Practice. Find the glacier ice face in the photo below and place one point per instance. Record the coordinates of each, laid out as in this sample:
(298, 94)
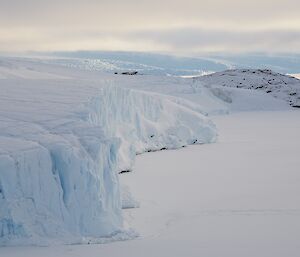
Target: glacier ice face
(59, 160)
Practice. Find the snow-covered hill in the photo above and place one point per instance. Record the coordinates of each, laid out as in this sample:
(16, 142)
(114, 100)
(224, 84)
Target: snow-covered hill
(278, 85)
(66, 133)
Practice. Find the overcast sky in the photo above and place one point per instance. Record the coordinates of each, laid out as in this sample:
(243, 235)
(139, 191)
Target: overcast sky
(176, 26)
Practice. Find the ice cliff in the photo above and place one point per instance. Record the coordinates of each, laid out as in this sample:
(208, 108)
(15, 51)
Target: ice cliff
(60, 158)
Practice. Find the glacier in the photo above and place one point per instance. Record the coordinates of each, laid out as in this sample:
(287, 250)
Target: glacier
(62, 144)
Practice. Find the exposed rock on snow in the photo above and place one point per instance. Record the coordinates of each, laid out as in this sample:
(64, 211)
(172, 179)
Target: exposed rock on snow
(281, 86)
(61, 145)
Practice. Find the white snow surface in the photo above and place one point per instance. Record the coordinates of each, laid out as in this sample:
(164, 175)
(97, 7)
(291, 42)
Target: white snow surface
(237, 197)
(64, 137)
(66, 133)
(280, 86)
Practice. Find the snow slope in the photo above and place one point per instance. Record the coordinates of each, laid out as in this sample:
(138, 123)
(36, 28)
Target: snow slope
(64, 137)
(278, 85)
(66, 132)
(238, 197)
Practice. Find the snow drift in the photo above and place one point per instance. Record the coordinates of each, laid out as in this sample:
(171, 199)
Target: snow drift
(60, 183)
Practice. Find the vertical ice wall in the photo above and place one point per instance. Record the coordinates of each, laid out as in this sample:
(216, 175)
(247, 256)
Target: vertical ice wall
(61, 183)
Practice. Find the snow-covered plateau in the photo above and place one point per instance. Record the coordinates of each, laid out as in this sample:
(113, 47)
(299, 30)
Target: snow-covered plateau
(66, 133)
(63, 142)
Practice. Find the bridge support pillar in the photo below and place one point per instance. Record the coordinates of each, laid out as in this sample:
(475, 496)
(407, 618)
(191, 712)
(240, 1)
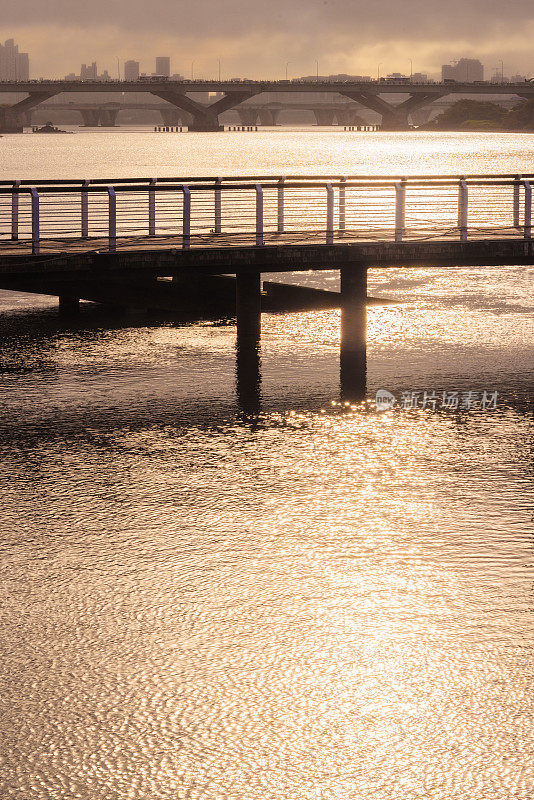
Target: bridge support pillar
(353, 351)
(324, 117)
(108, 117)
(91, 117)
(269, 116)
(12, 117)
(69, 304)
(248, 305)
(248, 311)
(205, 117)
(247, 116)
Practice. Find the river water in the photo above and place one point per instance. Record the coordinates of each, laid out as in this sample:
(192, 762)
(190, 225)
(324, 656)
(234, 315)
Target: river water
(319, 602)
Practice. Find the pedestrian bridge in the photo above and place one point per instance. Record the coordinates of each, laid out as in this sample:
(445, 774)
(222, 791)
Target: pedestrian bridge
(106, 239)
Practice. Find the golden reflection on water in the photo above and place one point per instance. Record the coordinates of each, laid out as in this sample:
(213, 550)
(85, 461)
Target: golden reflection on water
(319, 601)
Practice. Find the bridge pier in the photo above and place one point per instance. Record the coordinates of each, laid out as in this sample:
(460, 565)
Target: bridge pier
(324, 116)
(174, 116)
(269, 116)
(395, 117)
(247, 116)
(353, 338)
(12, 117)
(205, 117)
(69, 304)
(91, 117)
(108, 117)
(248, 313)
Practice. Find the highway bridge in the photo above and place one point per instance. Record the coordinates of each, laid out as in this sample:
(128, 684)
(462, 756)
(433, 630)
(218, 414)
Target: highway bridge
(231, 94)
(264, 114)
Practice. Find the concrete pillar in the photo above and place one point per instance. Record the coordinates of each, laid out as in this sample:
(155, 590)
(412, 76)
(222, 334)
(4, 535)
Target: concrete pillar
(108, 117)
(69, 304)
(353, 352)
(248, 312)
(173, 116)
(323, 116)
(10, 122)
(247, 116)
(248, 305)
(91, 117)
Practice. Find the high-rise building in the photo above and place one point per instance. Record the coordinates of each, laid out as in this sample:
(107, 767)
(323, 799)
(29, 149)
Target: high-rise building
(466, 70)
(131, 70)
(89, 73)
(14, 66)
(163, 66)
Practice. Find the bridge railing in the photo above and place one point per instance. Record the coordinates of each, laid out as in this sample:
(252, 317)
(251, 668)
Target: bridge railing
(56, 216)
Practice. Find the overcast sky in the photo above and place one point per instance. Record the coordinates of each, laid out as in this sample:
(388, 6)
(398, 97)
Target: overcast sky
(257, 39)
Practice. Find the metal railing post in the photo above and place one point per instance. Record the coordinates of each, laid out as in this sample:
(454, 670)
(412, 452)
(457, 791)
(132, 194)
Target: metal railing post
(218, 205)
(329, 214)
(36, 239)
(280, 227)
(112, 219)
(152, 207)
(342, 204)
(259, 214)
(462, 209)
(517, 186)
(186, 218)
(15, 211)
(85, 210)
(527, 229)
(400, 210)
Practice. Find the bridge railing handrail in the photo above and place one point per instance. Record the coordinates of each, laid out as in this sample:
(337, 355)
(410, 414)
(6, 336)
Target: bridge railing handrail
(381, 207)
(270, 184)
(427, 179)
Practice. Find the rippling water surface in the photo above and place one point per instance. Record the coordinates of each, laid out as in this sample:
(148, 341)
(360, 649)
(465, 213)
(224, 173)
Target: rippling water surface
(318, 601)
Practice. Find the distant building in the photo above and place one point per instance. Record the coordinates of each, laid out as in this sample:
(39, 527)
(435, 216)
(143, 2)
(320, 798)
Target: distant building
(466, 70)
(131, 70)
(163, 66)
(14, 66)
(88, 73)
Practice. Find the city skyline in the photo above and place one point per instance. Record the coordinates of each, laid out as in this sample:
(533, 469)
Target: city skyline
(248, 40)
(14, 64)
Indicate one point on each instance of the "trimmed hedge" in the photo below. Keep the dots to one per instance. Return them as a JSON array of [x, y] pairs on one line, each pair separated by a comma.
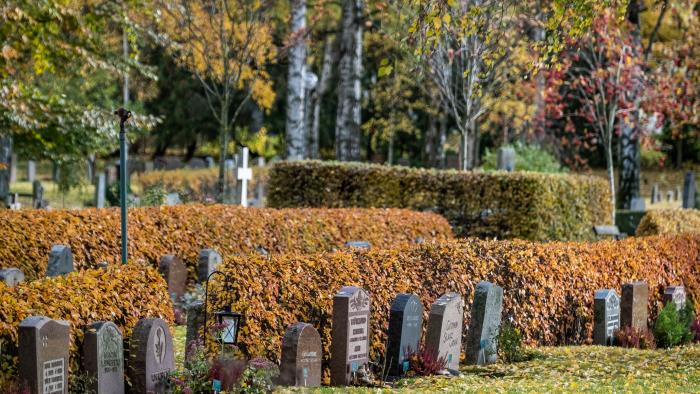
[[93, 234], [523, 205], [122, 294], [548, 287], [670, 221]]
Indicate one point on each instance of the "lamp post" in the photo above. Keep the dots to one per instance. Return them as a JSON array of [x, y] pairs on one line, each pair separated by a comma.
[[124, 115]]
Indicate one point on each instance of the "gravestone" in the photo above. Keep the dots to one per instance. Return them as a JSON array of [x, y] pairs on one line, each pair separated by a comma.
[[103, 357], [633, 310], [358, 244], [444, 332], [43, 354], [11, 277], [689, 190], [195, 324], [31, 171], [209, 259], [606, 316], [675, 294], [506, 159], [485, 324], [405, 328], [100, 191], [244, 174], [301, 356], [350, 334], [175, 273], [60, 261], [150, 356]]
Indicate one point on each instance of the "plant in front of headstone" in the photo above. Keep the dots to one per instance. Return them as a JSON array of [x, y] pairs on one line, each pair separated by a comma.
[[672, 326]]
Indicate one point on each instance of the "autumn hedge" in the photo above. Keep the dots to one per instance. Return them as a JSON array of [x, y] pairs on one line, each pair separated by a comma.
[[548, 287], [93, 234], [521, 205], [122, 294], [669, 221]]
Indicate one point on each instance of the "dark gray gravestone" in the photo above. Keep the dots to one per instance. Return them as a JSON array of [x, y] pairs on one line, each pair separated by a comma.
[[633, 310], [175, 273], [195, 324], [606, 316], [103, 357], [444, 333], [689, 191], [482, 346], [405, 328], [350, 334], [675, 294], [11, 276], [209, 259], [150, 356], [506, 159], [301, 356], [43, 355], [60, 261]]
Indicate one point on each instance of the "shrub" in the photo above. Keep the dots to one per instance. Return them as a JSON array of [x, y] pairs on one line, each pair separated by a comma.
[[669, 221], [122, 294], [632, 337], [545, 283], [521, 205], [672, 326], [93, 234]]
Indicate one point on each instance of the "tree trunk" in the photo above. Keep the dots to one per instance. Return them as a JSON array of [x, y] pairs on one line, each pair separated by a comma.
[[347, 130], [296, 136]]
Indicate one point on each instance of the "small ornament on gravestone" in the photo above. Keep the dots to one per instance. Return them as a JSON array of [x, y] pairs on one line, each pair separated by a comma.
[[175, 273], [11, 277], [444, 332], [43, 354], [633, 311], [209, 259], [675, 294], [482, 346], [301, 356], [103, 357], [606, 316], [150, 356], [405, 329], [60, 261], [350, 334]]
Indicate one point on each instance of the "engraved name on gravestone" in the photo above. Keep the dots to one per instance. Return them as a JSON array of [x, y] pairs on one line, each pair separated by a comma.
[[11, 276], [606, 316], [405, 328], [633, 311], [150, 356], [43, 355], [60, 261], [485, 324], [675, 294], [175, 273], [301, 356], [444, 332], [350, 334], [209, 259], [103, 357]]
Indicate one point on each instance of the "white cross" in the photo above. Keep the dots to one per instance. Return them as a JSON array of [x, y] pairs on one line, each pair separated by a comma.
[[244, 174]]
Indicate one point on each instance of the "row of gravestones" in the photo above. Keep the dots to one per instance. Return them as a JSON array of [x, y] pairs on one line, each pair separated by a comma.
[[302, 347], [612, 313], [44, 356]]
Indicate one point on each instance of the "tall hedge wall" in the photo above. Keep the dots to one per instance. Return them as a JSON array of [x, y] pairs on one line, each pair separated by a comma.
[[521, 205], [122, 294], [548, 287], [93, 234], [669, 221]]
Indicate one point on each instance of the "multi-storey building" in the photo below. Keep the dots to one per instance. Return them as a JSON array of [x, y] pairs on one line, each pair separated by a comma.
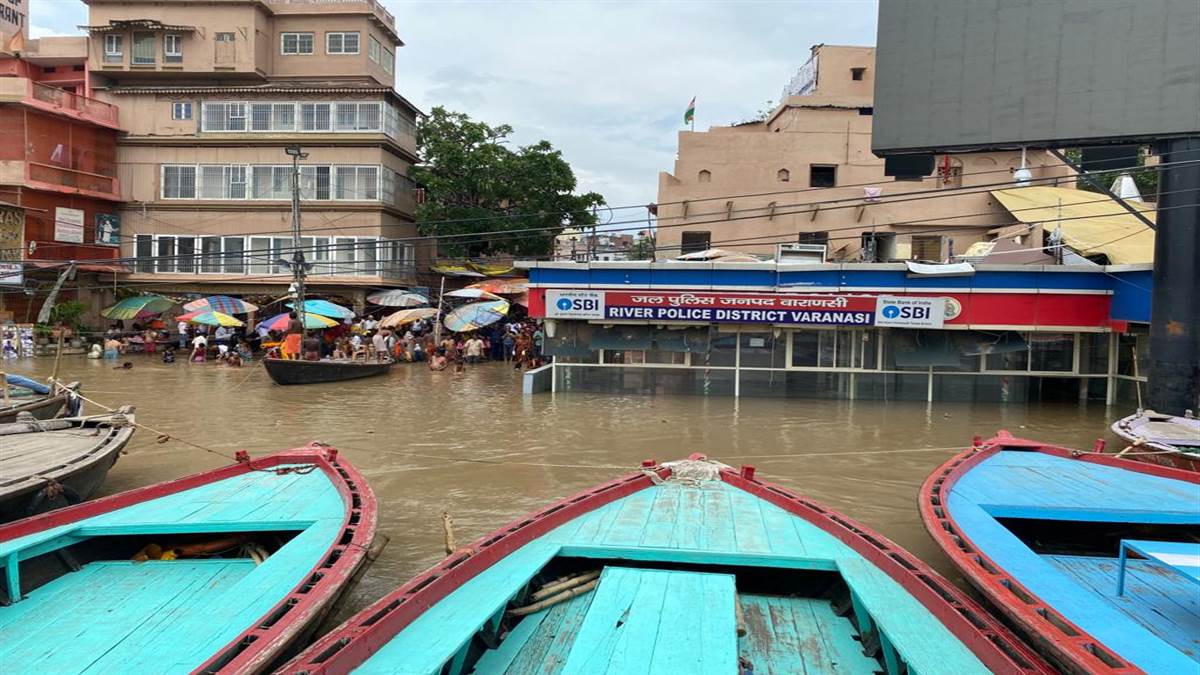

===

Exercise objective -
Pull out each line in the records above that contains the string "pillar". Case counts.

The response -
Practice. Find the bridge support pillar in the photo below and place one point per instance. Record the coordinates of each, laid out as in this sample:
Target: bridge support pillar
Practice. Find the concrete pillar in the photo above and place one point per instance. Record the coordinates of each, laid out as in this sample:
Target: concrete pillar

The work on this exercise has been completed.